Postawione zadanie
Policz wiersze poniższego wykazu, w których występuje słowo „black”. Podaj wyłącznie liczbę.

┌──

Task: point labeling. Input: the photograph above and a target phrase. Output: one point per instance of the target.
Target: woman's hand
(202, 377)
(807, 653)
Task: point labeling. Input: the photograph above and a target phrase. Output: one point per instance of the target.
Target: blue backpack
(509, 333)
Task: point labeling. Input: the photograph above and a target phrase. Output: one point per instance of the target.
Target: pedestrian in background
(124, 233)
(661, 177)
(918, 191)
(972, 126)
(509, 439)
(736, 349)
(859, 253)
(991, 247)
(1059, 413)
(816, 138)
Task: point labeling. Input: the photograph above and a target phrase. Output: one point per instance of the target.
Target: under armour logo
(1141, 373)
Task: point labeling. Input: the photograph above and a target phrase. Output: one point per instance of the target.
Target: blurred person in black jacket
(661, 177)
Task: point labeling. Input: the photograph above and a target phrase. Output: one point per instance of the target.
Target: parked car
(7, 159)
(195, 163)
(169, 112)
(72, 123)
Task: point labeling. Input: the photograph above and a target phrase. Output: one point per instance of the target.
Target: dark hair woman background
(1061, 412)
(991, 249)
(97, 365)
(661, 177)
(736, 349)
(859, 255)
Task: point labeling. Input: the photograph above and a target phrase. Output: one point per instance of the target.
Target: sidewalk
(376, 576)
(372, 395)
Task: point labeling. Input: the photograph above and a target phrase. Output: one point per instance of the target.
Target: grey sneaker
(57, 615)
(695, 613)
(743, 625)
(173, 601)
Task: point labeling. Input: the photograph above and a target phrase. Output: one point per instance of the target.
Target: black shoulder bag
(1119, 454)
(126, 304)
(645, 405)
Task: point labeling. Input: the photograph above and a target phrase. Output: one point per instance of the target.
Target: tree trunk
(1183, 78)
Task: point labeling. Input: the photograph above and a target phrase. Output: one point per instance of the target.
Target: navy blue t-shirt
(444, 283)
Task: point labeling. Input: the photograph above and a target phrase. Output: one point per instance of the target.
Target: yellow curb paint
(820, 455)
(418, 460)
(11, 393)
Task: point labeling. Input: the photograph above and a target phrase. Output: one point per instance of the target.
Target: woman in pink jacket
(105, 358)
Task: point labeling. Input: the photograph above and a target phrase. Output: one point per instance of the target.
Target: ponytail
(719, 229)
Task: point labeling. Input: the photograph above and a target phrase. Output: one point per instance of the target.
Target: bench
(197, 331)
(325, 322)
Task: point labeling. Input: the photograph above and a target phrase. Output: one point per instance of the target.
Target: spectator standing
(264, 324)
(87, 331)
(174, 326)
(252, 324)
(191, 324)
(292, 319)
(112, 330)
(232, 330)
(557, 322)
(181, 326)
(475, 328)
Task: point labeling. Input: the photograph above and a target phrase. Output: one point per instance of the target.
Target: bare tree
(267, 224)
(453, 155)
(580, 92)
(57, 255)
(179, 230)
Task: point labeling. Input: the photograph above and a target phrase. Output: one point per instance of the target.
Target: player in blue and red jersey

└──

Poprawna odpowiedź
2